-- Start of Exercise inputs --
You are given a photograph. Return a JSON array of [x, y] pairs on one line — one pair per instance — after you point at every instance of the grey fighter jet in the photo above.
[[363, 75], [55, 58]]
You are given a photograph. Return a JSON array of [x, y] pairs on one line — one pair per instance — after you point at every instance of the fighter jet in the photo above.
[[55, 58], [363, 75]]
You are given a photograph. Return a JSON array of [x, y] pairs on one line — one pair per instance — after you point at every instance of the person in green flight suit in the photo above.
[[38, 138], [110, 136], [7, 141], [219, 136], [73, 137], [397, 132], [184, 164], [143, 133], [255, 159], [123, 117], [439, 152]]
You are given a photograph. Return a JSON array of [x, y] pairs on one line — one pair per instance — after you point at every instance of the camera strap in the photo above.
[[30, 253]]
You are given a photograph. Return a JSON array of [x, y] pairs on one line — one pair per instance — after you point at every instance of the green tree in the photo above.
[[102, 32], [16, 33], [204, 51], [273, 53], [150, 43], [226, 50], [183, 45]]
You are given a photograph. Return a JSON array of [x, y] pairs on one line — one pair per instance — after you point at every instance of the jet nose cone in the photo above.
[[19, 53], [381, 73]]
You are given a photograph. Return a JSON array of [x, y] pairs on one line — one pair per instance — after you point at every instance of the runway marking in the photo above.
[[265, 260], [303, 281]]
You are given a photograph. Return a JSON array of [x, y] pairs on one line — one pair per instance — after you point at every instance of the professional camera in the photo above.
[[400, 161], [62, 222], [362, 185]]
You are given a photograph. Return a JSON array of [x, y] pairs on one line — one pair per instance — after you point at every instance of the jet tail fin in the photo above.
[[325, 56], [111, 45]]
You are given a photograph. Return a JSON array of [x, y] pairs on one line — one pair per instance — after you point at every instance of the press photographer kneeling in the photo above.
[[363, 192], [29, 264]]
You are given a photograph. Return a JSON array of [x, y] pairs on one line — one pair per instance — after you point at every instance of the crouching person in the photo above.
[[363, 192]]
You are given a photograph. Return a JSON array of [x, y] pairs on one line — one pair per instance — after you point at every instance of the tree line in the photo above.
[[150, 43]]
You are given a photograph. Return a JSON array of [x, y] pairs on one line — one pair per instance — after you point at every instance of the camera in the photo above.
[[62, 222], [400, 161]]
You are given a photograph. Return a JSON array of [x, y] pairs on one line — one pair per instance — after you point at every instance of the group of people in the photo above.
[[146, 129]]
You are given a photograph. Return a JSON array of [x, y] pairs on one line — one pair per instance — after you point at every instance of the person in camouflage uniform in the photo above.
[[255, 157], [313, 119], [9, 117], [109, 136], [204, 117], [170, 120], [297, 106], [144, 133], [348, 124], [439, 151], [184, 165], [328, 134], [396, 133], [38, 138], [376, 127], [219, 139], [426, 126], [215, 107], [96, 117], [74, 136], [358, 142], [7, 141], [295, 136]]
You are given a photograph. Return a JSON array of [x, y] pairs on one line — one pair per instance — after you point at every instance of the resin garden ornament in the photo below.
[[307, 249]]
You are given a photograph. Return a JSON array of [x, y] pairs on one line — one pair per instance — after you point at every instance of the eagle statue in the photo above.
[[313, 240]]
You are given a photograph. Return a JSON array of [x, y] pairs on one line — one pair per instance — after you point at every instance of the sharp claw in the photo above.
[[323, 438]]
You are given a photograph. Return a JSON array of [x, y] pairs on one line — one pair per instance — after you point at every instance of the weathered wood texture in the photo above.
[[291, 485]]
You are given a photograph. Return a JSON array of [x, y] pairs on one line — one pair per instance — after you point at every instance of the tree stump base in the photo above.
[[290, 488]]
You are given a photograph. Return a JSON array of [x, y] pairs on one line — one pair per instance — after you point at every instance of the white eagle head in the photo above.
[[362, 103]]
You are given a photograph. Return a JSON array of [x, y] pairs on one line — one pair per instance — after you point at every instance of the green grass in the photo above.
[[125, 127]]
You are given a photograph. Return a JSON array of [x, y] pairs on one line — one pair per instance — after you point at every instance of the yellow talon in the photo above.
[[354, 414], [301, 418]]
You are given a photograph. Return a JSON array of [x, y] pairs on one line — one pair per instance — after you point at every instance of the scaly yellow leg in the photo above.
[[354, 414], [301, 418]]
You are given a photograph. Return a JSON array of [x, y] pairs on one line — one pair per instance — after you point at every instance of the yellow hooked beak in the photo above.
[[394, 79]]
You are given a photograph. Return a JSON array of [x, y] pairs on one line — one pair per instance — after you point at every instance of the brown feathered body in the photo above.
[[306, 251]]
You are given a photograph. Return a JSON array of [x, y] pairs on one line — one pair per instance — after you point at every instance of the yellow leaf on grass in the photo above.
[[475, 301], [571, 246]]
-- End of Exercise inputs --
> [Directions]:
Write out the data again, changing every "one pair per instance" to "one pair for each instance" and leaving everything else the same.

> [Written answer]:
You are given a photograph. Return a JSON array of [x, y] pairs on one line — one pair for each instance — after you point at every instance of the grey fighter jet in the photo above.
[[363, 75], [55, 58]]
You are given a photograph. Return a JSON array of [x, y] pairs on one line — one pair for each instance — after you point at every instance of the fighter jet in the photo above.
[[55, 58], [363, 75]]
You are given a photograph. Return a JSON array of [x, y] pairs on one line — one pair for each instance — after you point at every instance of the person in green flight suit in the photo above.
[[38, 138], [110, 136], [7, 141], [219, 136], [73, 137], [397, 132], [184, 164], [143, 133], [255, 159], [123, 117], [439, 152]]
You are given a photograph. Return a JSON array of [x, y] pairs on one line — one pair for each instance — after you point at every instance of the camera strap in the photo above.
[[30, 253]]
You are given a photograph. Return a JSON array of [x, y] pairs on one line — one pair for each instance — after you point at every instance of the green tree in the photo above.
[[102, 32], [16, 33], [204, 51], [273, 53], [150, 43], [226, 50], [183, 45]]
You are given a photograph. Return a JSON array of [x, y] pairs on one line — one pair for each instance — after you point at every instance of the jet nose cone in the photo above.
[[19, 53], [381, 73]]
You are given a photograph. Return a JSON array of [x, y] pairs on one line — one pair for each instance — after you point at every instance of the runway marking in the photo above.
[[265, 260], [303, 281]]
You are given a photograph. Return a JSON array of [x, y] pairs on one line — one pair for each instance — after you point at every instance of the professional camera in the photo above.
[[400, 161], [62, 222], [362, 185]]
You are given a photograph. Return a JSON array of [x, y] pairs on one line — one pair for each instance — after you point at every instance of the jet tail fin in the photo above.
[[325, 56], [111, 45]]
You are given a photograph. Return a JSON array of [x, y] pairs on one line — one pair for each instance — after you point at every instance of the press photographer kneeling in the photo above.
[[363, 192], [29, 264]]
You are given a photograph. Return a JSON array of [x, y] pairs on one line — one pair for each instance — after you point at every instance of the crouching person in the photo above.
[[363, 192]]
You are given a photograph. Return a JSON array of [x, y] pairs on one line — one pair for each instance — after you point at every instance of the tree line in the photo above.
[[150, 43]]
You are given a photograph. Return a JSON array of [x, y] pairs on one line — one pair for each instance — after you point at every instance of the camera in the photo above.
[[62, 222], [400, 161]]
You are given a photograph. Return a JSON array of [x, y] pairs on one line — one pair for each instance — after you point at every instance of the group of people in the photo above.
[[146, 129]]
You are given a photograph. Return a JSON array of [x, y] pairs on one line — one pair for each instance — after you point at every instance of the person in camouflage uniform in the photo above.
[[255, 157], [313, 119], [9, 117], [109, 136], [204, 117], [170, 120], [297, 106], [144, 133], [348, 124], [439, 151], [184, 165], [328, 134], [396, 133], [38, 138], [376, 127], [219, 139], [426, 126], [215, 107], [96, 117], [74, 136], [358, 142], [7, 141], [295, 136]]
You are given a photograph. Return a JSON array of [x, y] pairs on one line — one pair for each instance — after you point at every instance of the resin garden ornament in the photo below.
[[307, 249]]
You are given a photograph. Return a JSON array of [x, y] pairs on one line — one pair for each instance — after you point at every instance of the eagle statue in the photo above.
[[313, 240]]
You are given a photograph. Return a JSON array of [x, y] pairs on one line — one pair for each instance — after you point at every instance of the sharp claw in the photo above.
[[323, 438]]
You are given a photograph. Return a JSON array of [x, y] pairs on one line — one pair for each instance — after you point at every instance of the weathered wood texture in the photo above.
[[291, 485]]
You are given a photograph. Return a JSON array of [x, y] pairs on one line — one pair for each instance — after you point at every instance of the tree stump base in the photo above.
[[290, 488]]
You are given a photograph. Return a JSON array of [x, y] pairs on one line — one pair for each instance — after you point at every instance of the white eagle head in the photo above.
[[362, 103]]
You are given a photograph. Return a JSON array of [x, y] pairs on one line — one pair for each instance — after you point at every instance of the green grass in the photo above.
[[125, 127]]
You are given a photograph. Return a JSON array of [x, y] pairs on one line — one pair for each instance — after you point at every instance of the yellow talon in the photo above.
[[354, 414], [301, 418]]
You are given a photograph. Return a JSON array of [x, y] pairs on one line — one pair for each instance — after you point at every instance of the scaly yellow leg in the photo above.
[[354, 414], [301, 418]]
You are given a photograph. Return a JSON array of [x, y] pairs on one line — one pair for each instance — after you point at every instance of the yellow hooked beak in the photo above.
[[394, 79]]
You are given a photograph. Return a JSON array of [x, y] pairs on one line — one pair for each instance — after you point at every instance of the brown feathered body in the photo above.
[[306, 251]]
You are given a photograph. Return a JSON array of [x, y] pairs on one line — one pair for each instance — after you point at every instance of the yellow leaf on grass in the photo above.
[[475, 301], [571, 246]]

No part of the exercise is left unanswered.